When the temporal affairs of the Church were conducted under the legal order of the States (especially after the storming of Rome and the loss of proper sovereignty) it seemed the end of the era of the concordats as source of law (
Nenni 1971, pp. 16–17), but this point, highly debated not only in the academic community of the scholars, did not imply the failure of the instrument of formal, typical, agreements between the Church of Rome and the States. The concordats were raised again when Italy welcomed a reconciliation in 1929. The Italian regime adopted a confessional regulation in part due to the necessity of strengthening its consensus, but the bilateral way of establishing legislations concerning the Church and the single nation was well received also in the after-war constitutionalism that had theorized a sort of overruling of religiosity against every possible form of blasphemy and ontological indifference. The recognition of religious pluralism does not correspond with the zeroing of long assimilated beliefs (
Fiala 2017, p. 191), relevant in public education, in family laws, and in the ideal construction of a certain notion of society. The secular State, where religions are not able anymore to discipline the attribution of political rights (
Venter 2015, pp. 222–23), encouraged peaceful and often interested pacts in order to avoid conflicts and to preserve the public order and juridical directives.
We will analyze the legal drafting and the development of the concordats in the next part of the research, when, escheated the main data of the nowadays law of concordats’ trajectory, the goal will consist of trying to distinguish styles of writing, contents, and contexts. By now, the most important element to remark on is that the constant use, although in different forms, of a source of law modeled on the paradigm of the concordat implies a strategy to enforce rules based on refined mechanisms of concessions and pretensions, agreement and distinction, between different jurisdictions: definitely, a monotheistic conception of the faith not responding to a rudely monistic conception of power.

ITEMS:

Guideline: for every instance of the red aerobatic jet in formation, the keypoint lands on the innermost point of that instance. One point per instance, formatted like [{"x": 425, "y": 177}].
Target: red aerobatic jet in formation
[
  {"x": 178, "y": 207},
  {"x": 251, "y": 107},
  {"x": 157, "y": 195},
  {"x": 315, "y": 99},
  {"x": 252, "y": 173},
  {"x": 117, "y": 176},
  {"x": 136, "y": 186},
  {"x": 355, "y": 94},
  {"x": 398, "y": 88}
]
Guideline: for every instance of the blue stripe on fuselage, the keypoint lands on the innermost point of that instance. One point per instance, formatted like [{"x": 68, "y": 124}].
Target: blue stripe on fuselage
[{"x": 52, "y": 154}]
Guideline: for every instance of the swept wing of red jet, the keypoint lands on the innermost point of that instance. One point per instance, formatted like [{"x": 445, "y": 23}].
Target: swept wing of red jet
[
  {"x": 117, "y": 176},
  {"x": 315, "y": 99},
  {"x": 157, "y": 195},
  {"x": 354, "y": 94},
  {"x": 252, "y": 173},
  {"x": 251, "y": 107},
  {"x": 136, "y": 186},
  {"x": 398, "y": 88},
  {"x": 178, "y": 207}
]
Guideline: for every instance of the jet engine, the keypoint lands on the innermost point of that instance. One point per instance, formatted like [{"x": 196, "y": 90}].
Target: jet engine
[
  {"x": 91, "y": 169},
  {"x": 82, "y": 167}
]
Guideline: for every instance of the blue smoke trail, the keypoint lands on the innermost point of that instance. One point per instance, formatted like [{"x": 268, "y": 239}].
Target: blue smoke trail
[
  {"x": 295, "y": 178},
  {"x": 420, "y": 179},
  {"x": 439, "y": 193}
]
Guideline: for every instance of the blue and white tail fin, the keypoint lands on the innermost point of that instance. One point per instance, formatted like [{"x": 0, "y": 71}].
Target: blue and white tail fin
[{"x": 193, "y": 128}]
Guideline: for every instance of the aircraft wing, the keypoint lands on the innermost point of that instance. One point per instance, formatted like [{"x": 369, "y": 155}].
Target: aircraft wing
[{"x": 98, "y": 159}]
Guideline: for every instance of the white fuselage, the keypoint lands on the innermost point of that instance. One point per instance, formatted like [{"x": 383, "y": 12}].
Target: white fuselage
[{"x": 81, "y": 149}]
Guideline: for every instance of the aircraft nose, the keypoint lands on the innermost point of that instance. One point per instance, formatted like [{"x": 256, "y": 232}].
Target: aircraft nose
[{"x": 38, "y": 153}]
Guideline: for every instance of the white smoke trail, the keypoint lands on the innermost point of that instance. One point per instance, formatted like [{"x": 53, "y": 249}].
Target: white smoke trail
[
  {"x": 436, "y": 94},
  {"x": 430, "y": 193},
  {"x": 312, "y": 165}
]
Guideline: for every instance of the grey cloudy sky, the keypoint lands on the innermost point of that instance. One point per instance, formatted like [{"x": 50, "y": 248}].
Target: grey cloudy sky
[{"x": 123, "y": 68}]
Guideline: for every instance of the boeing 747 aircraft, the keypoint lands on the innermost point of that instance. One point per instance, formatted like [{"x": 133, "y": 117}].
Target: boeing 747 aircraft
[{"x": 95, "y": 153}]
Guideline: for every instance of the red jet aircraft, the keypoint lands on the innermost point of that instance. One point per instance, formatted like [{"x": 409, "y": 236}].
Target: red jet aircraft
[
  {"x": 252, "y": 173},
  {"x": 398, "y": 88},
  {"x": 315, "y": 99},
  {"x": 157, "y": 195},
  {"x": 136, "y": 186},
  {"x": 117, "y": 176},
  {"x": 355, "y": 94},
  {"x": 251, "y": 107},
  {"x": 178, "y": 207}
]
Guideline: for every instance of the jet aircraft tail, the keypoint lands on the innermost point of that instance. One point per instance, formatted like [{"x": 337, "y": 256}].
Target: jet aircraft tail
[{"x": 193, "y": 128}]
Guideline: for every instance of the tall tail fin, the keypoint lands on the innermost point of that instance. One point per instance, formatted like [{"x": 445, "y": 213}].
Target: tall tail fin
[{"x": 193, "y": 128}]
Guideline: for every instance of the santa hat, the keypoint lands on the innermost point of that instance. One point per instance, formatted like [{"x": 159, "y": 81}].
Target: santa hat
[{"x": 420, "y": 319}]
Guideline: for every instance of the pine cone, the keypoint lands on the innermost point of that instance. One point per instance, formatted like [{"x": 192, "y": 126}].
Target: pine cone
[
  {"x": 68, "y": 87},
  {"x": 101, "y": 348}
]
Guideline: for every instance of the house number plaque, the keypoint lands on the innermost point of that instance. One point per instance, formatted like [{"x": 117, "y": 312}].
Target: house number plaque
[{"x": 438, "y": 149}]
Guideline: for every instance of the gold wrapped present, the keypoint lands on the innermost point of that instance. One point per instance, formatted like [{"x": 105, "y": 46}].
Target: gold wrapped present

TASK REQUIREMENTS: Continue the passage on concordats between the Church and the States from its final sentence.

ANSWER:
This elaboration is itself a part of the Canon Law’s resilience in its two-millennia history, across periods of bloody persecutions, institutional and imperial sanction (
De Palma Digeser 2000), large-scale schismatic tendencies and intercontinental missionary proselytism (both of them from the East to the West, and vice versa), subterranean survival and public dismissing, anti-modernist reaction, and progressive transformation. The unity of the Holy Trinity and the plurality of jurisdictions and forms to regulate them seem
zenith and
nadir of the same ideal planet: to think the Absolute and the Unique while experiencing the difference.
The main reconstructive hypotheses emerging in the juridical debate can be roughly summarized in at least four different argumentative strategies to observe the relational property of Canon Law in order to underline its specificity even in the homologous field of the other internal confessional systems founded on the Christian revelation, as for instance established in the Constantinopolitan and Nicene Creed (
Stephens 2015, pp. 121–22). Two of them consider the peculiar position of the person in the legally sanctioned structure of the Church; the last two directly concern the position of the Christian in front of rules and commands not coming from the express religious precepts.
A juridical doctrinal tradition identifies the unity of the Church in her hierarchical vertex—a theory of the papacy exposed since the thought and the works of Peter Damian (
Cushing 1998, pp. 21–23) and Henry of Segusio (
Rollo-Koster 2015, pp. 41–42). The communion with the Holy Father is both a fundamental rule of cohesion and an administrative premise. The First Vatican Council expressed the last step of this design to the point of declaring the papal infallibility in dogmatic terms. We just suggest that the position of the Pope, in the subsequent theological and juridical aftermath (
Shinoda 2000, pp. 9–11), was considered even in the Middle Ages disputation related to the correct qualification of the temporal authority of the Church if directly or not directly practicing this attribution in regard to the civil, imperial, and royal powers (
Musselli 1975, pp. 43–44).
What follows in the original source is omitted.